> **本文の部分**:
::::
説明

有機発光素子

【課題】有機発光素子を提供する。
【解決手段】第1電極と、第2電極と、キャリア輸送層及び発光層を含み、第1電極及び第2電極間に介在された有機膜と、を具備した有機発光素子であり、該発光層及び該キャリア輸送層に存在する材料が同じである有機発光素子である。

【発明の詳細な説明】
【技術分野】
【0001】
本発明は、有機発光素子に係り、さらに詳細には、第1電極と、第2電極と、該第1電極及び第2電極間に介在された有機膜として、キャリア輸送層及び発光層と、を含む有機発光素子であり、該発光層及び前記キャリア輸送層に存在する材料が同じである有機発光素子に関する。
::::
> **エントリーの抜粋**:
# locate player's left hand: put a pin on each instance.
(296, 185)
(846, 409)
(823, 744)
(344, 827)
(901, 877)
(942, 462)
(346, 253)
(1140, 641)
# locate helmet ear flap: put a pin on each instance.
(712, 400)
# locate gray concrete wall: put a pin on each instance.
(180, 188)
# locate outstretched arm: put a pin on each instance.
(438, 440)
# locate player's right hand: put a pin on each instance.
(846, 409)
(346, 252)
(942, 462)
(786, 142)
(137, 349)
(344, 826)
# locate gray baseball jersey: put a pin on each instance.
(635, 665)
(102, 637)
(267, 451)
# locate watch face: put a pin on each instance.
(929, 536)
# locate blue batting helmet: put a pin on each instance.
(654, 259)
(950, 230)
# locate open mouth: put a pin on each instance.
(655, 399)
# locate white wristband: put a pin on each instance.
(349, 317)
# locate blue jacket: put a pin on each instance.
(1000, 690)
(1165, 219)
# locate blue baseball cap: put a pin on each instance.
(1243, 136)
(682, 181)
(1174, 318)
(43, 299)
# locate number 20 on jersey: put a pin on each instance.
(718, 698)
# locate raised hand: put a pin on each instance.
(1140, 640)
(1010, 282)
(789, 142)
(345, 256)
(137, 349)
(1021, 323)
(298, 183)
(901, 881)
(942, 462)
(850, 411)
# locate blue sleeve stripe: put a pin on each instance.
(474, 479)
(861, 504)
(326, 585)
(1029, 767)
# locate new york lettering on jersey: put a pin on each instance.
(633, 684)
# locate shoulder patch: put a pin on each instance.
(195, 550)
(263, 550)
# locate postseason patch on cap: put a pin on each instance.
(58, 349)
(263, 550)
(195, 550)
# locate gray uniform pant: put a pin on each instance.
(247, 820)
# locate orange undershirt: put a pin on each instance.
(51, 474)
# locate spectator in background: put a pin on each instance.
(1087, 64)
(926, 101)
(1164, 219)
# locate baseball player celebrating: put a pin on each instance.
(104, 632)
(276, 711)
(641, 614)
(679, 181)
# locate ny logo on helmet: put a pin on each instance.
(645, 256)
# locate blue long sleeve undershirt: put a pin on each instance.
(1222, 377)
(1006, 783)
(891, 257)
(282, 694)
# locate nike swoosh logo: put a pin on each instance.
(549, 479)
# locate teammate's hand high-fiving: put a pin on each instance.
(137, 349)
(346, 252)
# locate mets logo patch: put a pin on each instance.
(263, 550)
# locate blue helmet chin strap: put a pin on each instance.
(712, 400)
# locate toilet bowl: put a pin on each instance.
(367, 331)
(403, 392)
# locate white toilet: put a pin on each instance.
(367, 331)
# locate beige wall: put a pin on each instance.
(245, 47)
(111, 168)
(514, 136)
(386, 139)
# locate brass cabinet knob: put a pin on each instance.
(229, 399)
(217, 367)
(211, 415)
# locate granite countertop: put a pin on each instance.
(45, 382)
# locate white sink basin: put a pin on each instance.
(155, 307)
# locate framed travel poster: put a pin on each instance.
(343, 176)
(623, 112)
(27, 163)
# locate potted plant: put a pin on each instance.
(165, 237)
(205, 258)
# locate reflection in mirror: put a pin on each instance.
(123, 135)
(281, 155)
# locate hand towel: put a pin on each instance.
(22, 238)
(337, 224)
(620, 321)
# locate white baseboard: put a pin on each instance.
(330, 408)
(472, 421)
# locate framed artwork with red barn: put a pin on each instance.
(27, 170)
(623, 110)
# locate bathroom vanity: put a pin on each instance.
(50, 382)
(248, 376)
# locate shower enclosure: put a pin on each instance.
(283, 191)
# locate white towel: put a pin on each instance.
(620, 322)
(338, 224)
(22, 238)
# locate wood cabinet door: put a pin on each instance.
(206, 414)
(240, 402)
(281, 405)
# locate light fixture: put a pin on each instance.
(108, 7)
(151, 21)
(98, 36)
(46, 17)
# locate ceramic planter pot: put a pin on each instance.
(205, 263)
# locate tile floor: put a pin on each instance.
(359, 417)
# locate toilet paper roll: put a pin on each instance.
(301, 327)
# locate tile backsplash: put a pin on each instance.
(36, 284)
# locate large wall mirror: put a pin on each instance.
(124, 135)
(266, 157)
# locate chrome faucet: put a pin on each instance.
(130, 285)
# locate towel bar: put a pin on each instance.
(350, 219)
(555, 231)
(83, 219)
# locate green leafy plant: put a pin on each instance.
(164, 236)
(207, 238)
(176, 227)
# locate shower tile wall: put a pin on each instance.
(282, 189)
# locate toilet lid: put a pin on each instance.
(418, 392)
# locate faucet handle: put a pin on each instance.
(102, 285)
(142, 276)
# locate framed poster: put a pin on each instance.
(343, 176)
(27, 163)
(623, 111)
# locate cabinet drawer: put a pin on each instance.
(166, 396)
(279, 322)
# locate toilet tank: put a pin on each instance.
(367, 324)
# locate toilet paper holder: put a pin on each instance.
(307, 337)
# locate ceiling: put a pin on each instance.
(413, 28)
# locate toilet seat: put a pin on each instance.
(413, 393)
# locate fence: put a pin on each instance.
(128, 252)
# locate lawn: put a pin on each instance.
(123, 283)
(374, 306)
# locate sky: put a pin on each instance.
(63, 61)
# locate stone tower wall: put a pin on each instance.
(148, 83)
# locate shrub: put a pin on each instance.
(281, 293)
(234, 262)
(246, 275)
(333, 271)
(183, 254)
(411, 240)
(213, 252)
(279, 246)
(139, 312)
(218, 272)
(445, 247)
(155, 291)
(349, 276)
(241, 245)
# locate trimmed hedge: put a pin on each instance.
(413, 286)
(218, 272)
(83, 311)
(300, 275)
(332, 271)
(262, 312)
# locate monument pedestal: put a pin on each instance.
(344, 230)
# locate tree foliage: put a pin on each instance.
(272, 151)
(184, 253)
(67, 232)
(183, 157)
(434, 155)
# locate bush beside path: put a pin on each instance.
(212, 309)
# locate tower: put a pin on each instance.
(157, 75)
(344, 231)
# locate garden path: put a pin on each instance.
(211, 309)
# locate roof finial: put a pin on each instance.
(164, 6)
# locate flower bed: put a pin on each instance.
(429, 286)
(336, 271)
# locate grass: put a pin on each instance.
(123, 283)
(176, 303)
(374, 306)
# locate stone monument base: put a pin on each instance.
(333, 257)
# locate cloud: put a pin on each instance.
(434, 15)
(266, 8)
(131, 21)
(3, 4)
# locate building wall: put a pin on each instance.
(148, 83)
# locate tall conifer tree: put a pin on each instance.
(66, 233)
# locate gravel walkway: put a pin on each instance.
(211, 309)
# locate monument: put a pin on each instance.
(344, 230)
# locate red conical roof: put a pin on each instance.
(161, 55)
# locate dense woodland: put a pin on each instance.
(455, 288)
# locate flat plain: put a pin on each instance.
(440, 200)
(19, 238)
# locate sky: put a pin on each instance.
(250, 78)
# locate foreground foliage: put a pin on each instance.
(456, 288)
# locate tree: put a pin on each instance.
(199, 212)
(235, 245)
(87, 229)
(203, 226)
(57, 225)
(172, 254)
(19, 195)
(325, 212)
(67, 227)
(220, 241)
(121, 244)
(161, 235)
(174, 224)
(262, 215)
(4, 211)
::::
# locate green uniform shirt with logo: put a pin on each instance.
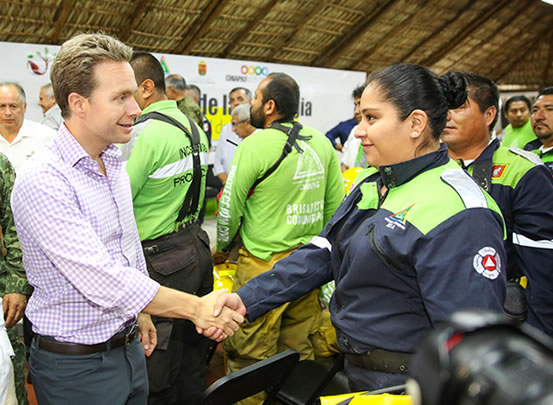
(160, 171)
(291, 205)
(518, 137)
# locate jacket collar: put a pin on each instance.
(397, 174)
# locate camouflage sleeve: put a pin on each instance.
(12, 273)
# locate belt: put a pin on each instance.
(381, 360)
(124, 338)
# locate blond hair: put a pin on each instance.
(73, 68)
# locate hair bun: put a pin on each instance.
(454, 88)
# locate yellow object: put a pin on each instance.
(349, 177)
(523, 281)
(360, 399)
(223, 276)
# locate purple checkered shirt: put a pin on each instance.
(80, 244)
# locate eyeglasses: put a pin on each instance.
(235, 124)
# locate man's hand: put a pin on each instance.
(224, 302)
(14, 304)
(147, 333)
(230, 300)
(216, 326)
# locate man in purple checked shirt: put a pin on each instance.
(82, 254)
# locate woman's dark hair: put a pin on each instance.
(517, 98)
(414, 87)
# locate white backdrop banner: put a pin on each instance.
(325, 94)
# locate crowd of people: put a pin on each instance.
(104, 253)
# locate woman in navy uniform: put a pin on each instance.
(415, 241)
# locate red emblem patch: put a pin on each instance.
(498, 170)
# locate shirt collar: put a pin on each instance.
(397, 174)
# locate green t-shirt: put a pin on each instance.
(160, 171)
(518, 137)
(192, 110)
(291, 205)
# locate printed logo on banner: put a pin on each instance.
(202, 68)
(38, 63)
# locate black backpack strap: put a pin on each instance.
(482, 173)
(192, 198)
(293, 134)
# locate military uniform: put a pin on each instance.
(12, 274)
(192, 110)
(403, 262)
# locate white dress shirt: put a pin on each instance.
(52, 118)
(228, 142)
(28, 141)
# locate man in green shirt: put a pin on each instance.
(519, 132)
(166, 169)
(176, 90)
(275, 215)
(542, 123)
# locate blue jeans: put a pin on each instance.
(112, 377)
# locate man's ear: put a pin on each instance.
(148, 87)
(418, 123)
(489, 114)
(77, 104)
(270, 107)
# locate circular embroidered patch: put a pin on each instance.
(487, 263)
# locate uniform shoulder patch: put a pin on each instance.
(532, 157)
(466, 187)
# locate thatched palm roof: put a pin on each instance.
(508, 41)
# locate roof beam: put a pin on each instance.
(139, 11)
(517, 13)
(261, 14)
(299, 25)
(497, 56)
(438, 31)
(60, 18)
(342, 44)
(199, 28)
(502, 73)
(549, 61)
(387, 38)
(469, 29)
::::
> **やること**:
(a) 有機発光素子の文章を読んで、次の問いに答えてください。
(i) 【課題】では、何を提供するとしていますか。
(ii) 【解決手段】によると、有機膜はどこに介在されていますか。
(iii) 【0001】によると、発光層とキャリア輸送層では何が同じですか。
(b) 有機発光素子の文章の、このあとに来る部分を書き上げてください。

> **練習の答え**:
(a)
(i) 有機発光素子
(ii) 第1電極及び第2電極間
(iii) 存在する材料

(b)
【背景技術】
【0002】
有機発光素子(organic light−emitting diode)は、ディスプレイや照明への応用の観点から、活発に研究されている開発対象である。有機発光素子は、カソードから注入された電子と、アノードから注入された正孔とが発光層で再結合して発光する注入型発光素子である。従って、素子構造は、注入された電子と正孔とが再結合しやすい構造を有する。すなわち、例えば、アノード上に正孔注入層、正孔輸送層、発光層、電子輸送層、電子注入層、カソードが積層される構造を有し、各層の機能は分離されている。
【発明の概要】
【発明が解決しようとする課題】
【0003】
本発明の一側面は、発光効率が向上し、かつ駆動電圧が低い有機発光素子を提供するところにある。
【課題を解決するための手段】
【0004】
本発明の一側面によって、第1電極と、第2電極と、前記第1電極及び第2電極間に介在された有機膜として、キャリア輸送層及び発光層と、を含む有機発光素子であり、前記発光層に存在する比率が最も大きい材料と、前記発光層に隣接し、前記発光層と界面を有する前記キャリア輸送層に存在する比率が最も大きい材料とが同じである有機発光素子が提供される。
【0005】
本発明の一具現例によれば、前記同じ材料は、金属錯体でありうる。
【0006】
本発明の一具現例によれば、前記同じ材料は、金属錯体であり、中心金属元素は、ベリリウム、アルミニウムまたは亜鉛でありうる。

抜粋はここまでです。